* The exercise: Please copy out the listing below word for word, starting at its first line and stopping after the line that contains "pixel 203 179", with that line included and nothing past it.

* Information provided:
╔══

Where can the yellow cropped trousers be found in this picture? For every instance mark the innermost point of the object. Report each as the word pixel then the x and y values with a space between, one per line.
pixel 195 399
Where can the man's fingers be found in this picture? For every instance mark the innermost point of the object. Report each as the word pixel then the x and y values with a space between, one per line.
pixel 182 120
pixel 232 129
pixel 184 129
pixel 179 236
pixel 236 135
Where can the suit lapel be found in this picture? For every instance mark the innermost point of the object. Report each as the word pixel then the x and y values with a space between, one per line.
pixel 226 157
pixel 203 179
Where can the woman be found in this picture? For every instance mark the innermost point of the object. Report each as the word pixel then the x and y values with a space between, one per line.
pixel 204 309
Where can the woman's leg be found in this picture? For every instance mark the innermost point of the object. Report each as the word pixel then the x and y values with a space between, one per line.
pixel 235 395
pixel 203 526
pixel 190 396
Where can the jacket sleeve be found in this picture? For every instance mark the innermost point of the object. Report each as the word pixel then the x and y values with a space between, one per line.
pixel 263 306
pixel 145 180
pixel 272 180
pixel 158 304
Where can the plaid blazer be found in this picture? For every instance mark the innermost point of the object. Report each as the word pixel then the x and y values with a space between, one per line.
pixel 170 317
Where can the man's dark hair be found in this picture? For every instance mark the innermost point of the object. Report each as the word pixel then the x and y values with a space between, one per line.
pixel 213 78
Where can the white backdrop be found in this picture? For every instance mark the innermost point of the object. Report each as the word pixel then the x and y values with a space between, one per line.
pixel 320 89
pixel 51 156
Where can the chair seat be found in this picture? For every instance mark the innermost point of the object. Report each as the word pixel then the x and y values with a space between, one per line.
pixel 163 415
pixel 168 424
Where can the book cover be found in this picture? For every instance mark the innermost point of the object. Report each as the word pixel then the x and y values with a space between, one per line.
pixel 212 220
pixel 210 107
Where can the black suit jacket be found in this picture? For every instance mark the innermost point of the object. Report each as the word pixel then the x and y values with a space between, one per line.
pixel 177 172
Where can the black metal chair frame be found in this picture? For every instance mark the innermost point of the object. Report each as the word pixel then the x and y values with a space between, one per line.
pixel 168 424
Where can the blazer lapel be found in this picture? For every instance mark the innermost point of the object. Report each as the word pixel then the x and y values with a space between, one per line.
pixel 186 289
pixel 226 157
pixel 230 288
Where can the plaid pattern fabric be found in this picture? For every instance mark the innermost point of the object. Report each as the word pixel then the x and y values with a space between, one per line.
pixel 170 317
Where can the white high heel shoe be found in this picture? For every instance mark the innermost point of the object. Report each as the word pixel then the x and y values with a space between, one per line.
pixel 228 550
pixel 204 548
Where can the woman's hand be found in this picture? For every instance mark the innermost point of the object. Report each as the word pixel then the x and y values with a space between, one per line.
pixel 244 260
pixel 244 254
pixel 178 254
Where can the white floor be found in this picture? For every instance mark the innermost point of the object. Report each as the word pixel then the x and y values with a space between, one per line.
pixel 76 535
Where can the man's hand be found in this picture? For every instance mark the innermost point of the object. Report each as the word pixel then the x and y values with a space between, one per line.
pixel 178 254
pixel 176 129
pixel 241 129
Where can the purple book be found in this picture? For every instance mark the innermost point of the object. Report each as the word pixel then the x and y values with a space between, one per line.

╚══

* Solution for this task:
Where can the yellow cropped trousers be found in this picture? For every instance mark the innermost point of the object. Report each as the word pixel then the x and y values with a space between, one per line.
pixel 195 399
Where can the man's fingers be found in this picture? For every instance mark the innermost point of the object. Report each as the word pixel then the x and y values with a space between, one per line.
pixel 182 120
pixel 232 129
pixel 184 129
pixel 179 236
pixel 236 135
Where can the suit lapel be found in this picture? For every instance mark the innermost point of the object. Report each as the word pixel then the x and y values with a space between, one per line.
pixel 226 157
pixel 203 179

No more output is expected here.